From the listing below, copy out verbatim the span that begins with the line containing "For this dataset, tag each instance of the sunglasses" and ends with the line containing "[[417, 448], [813, 507], [734, 356], [682, 576]]", including both of those lines and nothing outside them.

* BEGIN DATASET *

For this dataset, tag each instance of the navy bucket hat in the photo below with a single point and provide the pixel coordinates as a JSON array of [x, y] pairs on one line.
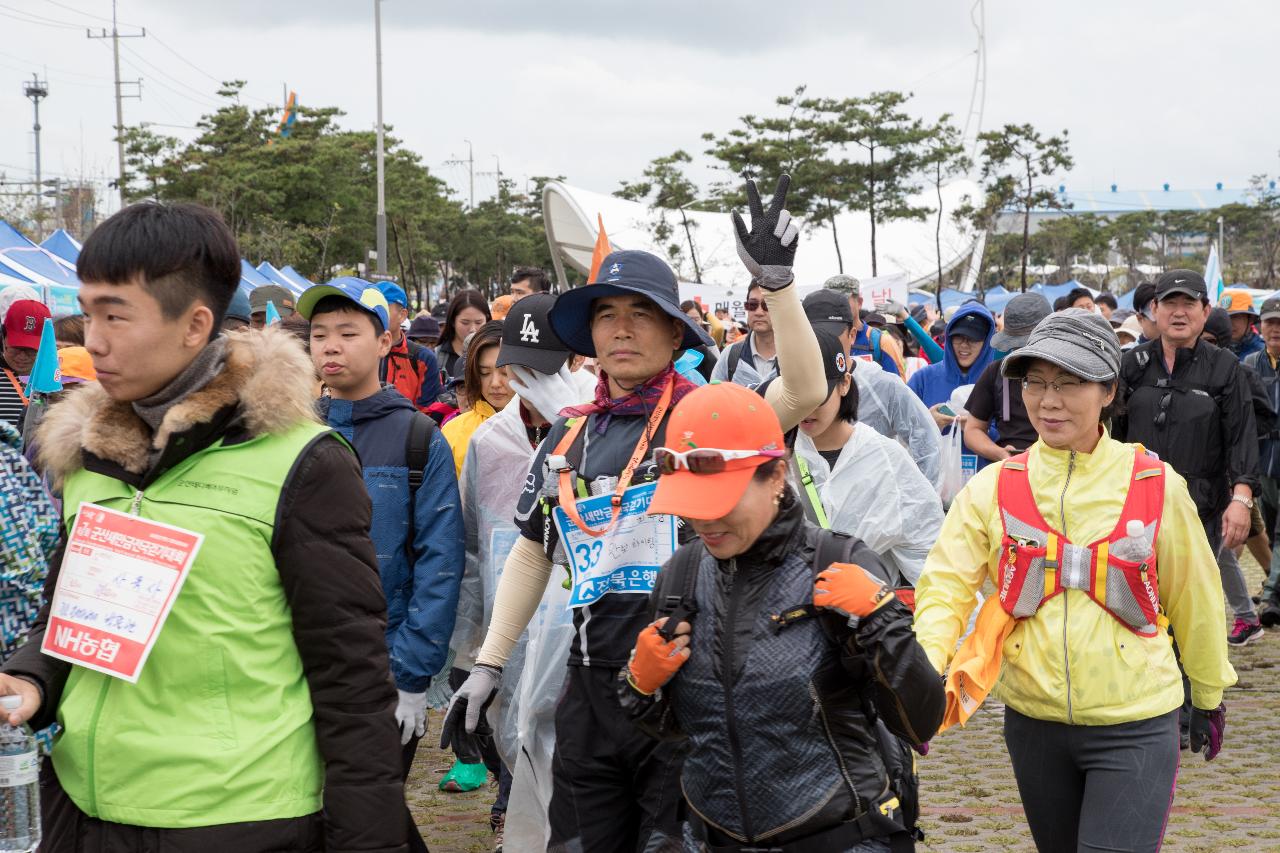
[[626, 272]]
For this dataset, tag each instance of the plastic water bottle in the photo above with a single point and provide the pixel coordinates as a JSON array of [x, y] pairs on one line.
[[19, 784], [1134, 547]]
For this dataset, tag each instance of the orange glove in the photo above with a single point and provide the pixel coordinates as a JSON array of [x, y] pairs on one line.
[[654, 661], [850, 591]]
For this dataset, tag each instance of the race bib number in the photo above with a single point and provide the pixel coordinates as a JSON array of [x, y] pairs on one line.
[[119, 578], [625, 560]]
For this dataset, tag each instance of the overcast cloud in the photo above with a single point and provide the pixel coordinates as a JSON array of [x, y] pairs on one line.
[[1151, 92]]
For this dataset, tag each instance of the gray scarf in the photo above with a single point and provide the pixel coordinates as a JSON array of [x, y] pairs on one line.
[[196, 375]]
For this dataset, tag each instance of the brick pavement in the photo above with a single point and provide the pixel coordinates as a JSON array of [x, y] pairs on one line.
[[970, 799]]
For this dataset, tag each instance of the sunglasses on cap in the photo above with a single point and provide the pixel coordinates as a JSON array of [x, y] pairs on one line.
[[703, 460]]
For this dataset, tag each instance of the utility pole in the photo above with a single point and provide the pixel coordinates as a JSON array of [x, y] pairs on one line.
[[382, 186], [471, 172], [36, 90], [119, 96], [497, 174]]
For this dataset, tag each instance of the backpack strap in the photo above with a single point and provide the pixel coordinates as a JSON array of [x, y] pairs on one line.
[[417, 448], [813, 507], [734, 356], [682, 576]]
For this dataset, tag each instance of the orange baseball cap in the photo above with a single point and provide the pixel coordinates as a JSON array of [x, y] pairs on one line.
[[722, 416], [1237, 302], [76, 365]]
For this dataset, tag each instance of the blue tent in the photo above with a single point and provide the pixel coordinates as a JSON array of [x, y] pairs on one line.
[[251, 279], [277, 277], [63, 245]]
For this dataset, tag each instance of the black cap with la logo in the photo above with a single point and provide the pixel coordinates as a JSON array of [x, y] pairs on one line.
[[528, 338]]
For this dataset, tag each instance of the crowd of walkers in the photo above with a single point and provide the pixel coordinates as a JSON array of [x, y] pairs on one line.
[[675, 579]]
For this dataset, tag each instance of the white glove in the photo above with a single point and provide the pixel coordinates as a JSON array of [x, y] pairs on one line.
[[548, 393], [411, 715]]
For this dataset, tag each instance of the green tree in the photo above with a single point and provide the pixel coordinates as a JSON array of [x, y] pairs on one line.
[[1061, 241], [1015, 160], [941, 159], [663, 186], [890, 138]]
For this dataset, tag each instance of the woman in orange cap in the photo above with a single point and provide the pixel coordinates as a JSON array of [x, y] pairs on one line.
[[772, 641]]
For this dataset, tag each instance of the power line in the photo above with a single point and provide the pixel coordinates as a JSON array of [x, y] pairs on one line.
[[27, 17], [168, 76]]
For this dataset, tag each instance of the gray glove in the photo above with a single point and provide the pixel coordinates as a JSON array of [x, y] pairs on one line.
[[548, 393], [465, 728], [411, 715], [892, 309], [768, 249]]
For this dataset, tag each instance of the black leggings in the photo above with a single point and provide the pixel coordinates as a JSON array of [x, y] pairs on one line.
[[1095, 788]]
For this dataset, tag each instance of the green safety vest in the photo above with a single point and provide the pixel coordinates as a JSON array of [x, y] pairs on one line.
[[219, 726]]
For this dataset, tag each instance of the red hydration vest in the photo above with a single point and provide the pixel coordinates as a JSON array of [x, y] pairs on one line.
[[1038, 562]]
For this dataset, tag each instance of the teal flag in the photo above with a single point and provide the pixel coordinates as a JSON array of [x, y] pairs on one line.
[[46, 377]]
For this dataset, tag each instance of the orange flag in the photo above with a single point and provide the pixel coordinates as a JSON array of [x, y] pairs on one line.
[[600, 251]]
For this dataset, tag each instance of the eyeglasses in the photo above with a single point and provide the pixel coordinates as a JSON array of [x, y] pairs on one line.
[[703, 460], [1033, 387], [1162, 415]]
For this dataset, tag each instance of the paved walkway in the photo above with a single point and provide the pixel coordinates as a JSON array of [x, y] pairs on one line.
[[968, 787]]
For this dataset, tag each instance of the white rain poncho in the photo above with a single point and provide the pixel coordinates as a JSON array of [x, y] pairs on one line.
[[878, 495], [891, 409]]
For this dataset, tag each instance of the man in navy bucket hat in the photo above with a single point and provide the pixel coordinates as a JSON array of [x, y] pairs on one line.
[[624, 273], [586, 492]]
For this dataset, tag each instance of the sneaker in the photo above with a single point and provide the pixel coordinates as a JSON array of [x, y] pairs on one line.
[[464, 778], [498, 825], [1243, 633], [1270, 614]]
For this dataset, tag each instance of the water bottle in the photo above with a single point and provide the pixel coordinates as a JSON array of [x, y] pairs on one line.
[[1136, 547], [19, 784]]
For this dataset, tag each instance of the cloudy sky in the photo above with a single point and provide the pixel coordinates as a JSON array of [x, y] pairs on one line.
[[1151, 91]]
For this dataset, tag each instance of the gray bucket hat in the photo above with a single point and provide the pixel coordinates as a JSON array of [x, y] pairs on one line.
[[1078, 341], [1022, 315]]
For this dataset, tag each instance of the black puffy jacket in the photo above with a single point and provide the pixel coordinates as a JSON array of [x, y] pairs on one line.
[[1198, 419], [780, 721]]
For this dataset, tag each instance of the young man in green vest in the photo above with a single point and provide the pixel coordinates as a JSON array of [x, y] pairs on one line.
[[264, 717]]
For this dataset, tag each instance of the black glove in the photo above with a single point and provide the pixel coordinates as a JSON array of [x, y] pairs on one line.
[[769, 249], [1207, 729], [466, 729]]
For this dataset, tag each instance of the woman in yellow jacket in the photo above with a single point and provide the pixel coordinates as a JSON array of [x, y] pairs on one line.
[[487, 387], [1084, 603]]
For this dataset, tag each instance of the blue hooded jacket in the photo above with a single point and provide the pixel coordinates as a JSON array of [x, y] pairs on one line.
[[935, 383], [420, 582]]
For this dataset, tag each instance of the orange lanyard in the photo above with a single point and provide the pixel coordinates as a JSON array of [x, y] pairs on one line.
[[17, 386], [566, 480]]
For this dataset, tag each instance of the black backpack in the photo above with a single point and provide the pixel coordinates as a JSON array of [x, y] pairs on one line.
[[417, 452], [896, 753]]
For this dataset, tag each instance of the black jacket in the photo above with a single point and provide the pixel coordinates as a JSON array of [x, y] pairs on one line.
[[1200, 419], [328, 570], [877, 667]]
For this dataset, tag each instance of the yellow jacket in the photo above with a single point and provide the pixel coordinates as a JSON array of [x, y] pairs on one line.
[[460, 429], [1072, 661]]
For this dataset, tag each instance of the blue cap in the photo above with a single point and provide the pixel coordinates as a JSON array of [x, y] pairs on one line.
[[238, 309], [361, 293], [393, 292]]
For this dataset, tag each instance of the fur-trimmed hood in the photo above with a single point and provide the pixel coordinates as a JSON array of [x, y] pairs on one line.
[[266, 374]]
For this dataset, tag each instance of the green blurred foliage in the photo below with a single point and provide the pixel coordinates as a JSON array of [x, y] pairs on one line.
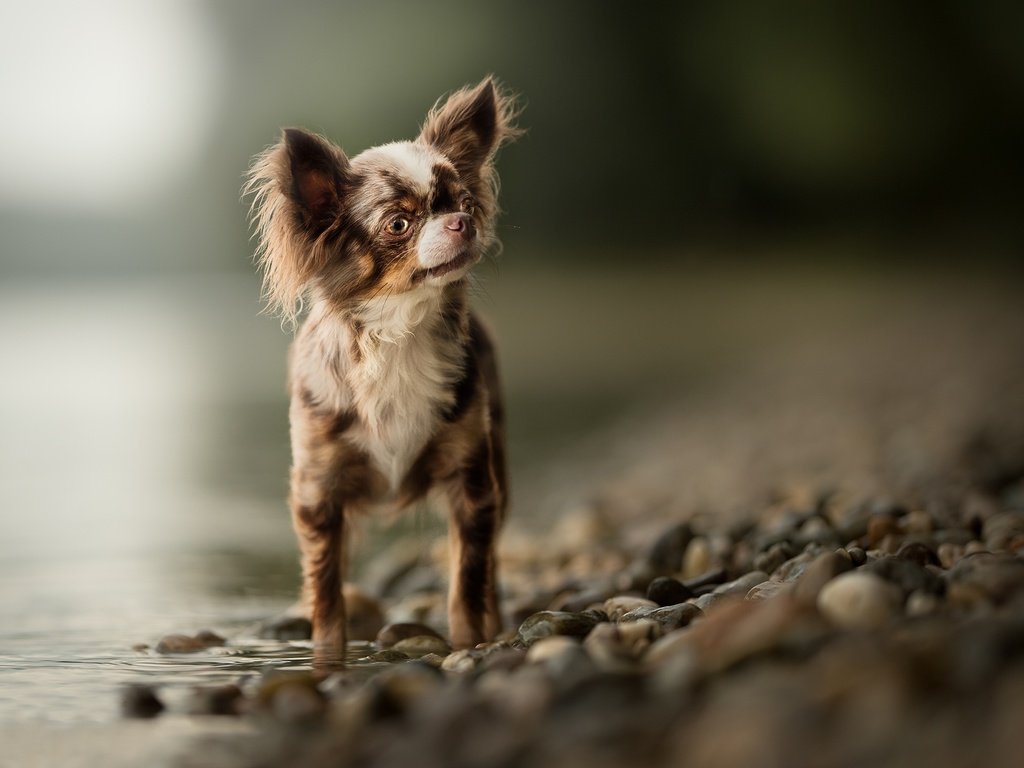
[[652, 127]]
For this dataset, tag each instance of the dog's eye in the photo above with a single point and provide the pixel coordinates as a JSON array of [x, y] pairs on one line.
[[398, 225]]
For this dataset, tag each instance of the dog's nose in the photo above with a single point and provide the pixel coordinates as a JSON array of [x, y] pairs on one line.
[[462, 223]]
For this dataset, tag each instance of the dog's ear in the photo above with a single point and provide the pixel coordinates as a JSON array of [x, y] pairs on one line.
[[471, 125], [298, 188]]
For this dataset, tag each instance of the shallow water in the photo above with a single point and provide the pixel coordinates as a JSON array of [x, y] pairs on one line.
[[143, 459]]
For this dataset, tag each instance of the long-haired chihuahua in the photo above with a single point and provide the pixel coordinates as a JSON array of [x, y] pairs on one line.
[[393, 383]]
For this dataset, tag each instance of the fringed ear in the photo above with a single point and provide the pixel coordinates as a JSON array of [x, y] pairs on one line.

* END DATASET *

*RIGHT ANSWER:*
For this dataset, tag each instance of the sunglasses on cap in the photo above with a single point and provide the pixel coordinates as a JSON array of [x, y] pairs on one line.
[[703, 460]]
For this dataset, tag each instance of the utility pole in the photo above with a single point and provide the pixel coordinates as a JSON array of [x, y] pairs on one line.
[[382, 186], [471, 172], [36, 90], [119, 96], [497, 174]]
For this dataset, tag each instance of the backpack strap in the photo above with a single point and provide the pixel coordinates as a JSON array of [x, y] pairs on one line.
[[417, 448], [813, 507], [734, 356], [682, 576]]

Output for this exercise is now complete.